Retype each of the following entries word for word, keeping every line as it appears.
-- START OF Data --
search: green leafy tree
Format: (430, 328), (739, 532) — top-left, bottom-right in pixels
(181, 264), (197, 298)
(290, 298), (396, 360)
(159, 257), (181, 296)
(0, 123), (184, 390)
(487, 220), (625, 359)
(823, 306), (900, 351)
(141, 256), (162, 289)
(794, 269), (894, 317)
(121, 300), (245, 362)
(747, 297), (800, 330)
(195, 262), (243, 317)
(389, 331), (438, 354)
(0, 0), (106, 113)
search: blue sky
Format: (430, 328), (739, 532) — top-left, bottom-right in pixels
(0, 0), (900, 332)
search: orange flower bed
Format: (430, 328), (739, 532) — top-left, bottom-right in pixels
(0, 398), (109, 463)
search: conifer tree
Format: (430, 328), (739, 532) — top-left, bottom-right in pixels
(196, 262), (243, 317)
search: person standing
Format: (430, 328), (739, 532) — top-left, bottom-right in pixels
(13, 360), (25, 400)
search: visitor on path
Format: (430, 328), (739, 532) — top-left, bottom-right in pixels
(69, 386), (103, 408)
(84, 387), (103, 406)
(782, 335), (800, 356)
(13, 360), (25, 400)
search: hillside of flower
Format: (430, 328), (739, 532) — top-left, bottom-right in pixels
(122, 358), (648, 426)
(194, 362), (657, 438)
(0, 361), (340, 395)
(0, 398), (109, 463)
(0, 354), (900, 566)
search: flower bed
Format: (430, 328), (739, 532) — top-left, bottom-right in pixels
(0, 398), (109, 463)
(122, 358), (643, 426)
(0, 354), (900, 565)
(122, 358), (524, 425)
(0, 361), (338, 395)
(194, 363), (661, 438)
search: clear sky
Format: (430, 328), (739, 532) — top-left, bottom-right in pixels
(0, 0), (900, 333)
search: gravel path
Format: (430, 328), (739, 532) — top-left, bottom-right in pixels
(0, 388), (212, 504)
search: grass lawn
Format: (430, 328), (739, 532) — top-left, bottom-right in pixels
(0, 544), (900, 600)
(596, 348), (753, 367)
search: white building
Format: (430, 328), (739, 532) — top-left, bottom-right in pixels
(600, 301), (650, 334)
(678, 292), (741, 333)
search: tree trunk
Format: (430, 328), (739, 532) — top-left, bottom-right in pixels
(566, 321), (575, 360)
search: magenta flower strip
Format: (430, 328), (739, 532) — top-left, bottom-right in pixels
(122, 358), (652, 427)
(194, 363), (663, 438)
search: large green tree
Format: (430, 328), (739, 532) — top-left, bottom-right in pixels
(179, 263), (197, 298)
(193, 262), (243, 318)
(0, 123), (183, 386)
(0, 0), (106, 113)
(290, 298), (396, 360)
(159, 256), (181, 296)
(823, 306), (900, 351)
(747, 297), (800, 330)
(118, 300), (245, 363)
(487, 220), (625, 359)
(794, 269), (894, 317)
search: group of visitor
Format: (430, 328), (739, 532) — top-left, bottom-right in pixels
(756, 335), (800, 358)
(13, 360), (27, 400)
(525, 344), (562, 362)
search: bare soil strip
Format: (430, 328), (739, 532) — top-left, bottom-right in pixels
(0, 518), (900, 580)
-- END OF Data --
Answer:
search: green leafy tree
Format: (430, 328), (739, 532) — top-left, bottom-right in pixels
(181, 264), (197, 298)
(290, 298), (396, 360)
(159, 257), (181, 296)
(0, 123), (184, 390)
(487, 220), (625, 359)
(823, 306), (900, 351)
(141, 256), (162, 289)
(794, 269), (894, 317)
(121, 300), (245, 362)
(747, 297), (800, 330)
(195, 262), (243, 317)
(389, 331), (438, 354)
(0, 0), (106, 113)
search: blue sky
Format: (430, 328), (739, 532) — top-left, bottom-right in pixels
(0, 0), (900, 332)
search: orange flower bed
Format: (430, 328), (739, 532) — top-left, bottom-right in pixels
(0, 398), (109, 463)
search: conifer tree
Format: (430, 328), (739, 532) — top-left, bottom-right in pixels
(196, 262), (243, 317)
search: person standing
Format: (430, 328), (739, 532) — top-left, bottom-right in pixels
(13, 360), (25, 400)
search: visitor on path
Format: (430, 328), (739, 532) — top-left, bottom-right in pixels
(69, 386), (103, 408)
(84, 387), (103, 406)
(782, 335), (800, 356)
(13, 360), (25, 400)
search: hillside of flower
Format: (430, 328), (739, 532) — top-left, bottom-right in pixels
(122, 358), (648, 426)
(194, 362), (657, 438)
(0, 361), (340, 395)
(0, 398), (109, 463)
(0, 354), (900, 566)
search: flower bed
Format: (430, 328), (739, 532) — top-left, bottom-right in pixels
(0, 398), (109, 463)
(122, 358), (643, 426)
(0, 354), (900, 565)
(122, 358), (524, 425)
(0, 361), (338, 395)
(194, 363), (661, 438)
search: clear sky
Format: (430, 328), (739, 532) — top-left, bottom-right in pixels
(0, 0), (900, 333)
search: gravel path
Format: (430, 328), (739, 532) — top-left, bottom-right in pixels
(0, 388), (212, 504)
search: grass lawn
Format: (430, 328), (739, 532) — top-left, bottom-right in pixels
(0, 544), (900, 600)
(596, 348), (753, 367)
search: white building
Format: (430, 328), (739, 532) — top-left, bottom-right in pixels
(600, 301), (650, 334)
(678, 292), (741, 333)
search: tree trunk
Format: (430, 328), (739, 532) — top-left, bottom-right in pixels
(566, 321), (575, 360)
search: magenta flower strip
Format: (430, 328), (739, 532) — top-left, bottom-right in pixels
(122, 358), (652, 427)
(194, 363), (663, 438)
search: large green tree
Format: (430, 328), (739, 532) — top-left, bottom-right in pixels
(179, 263), (197, 298)
(193, 262), (243, 318)
(0, 123), (183, 386)
(0, 0), (106, 113)
(290, 298), (396, 360)
(159, 256), (181, 296)
(823, 306), (900, 351)
(747, 297), (800, 330)
(118, 300), (245, 363)
(487, 220), (625, 359)
(794, 269), (894, 317)
search: group of visitor
Format: (430, 328), (739, 532) — top-left, bottom-right in pixels
(756, 335), (800, 358)
(13, 360), (27, 400)
(525, 344), (562, 362)
search: bare soil strip
Format: (430, 328), (739, 532) — top-left, bottom-right in pixels
(0, 518), (900, 580)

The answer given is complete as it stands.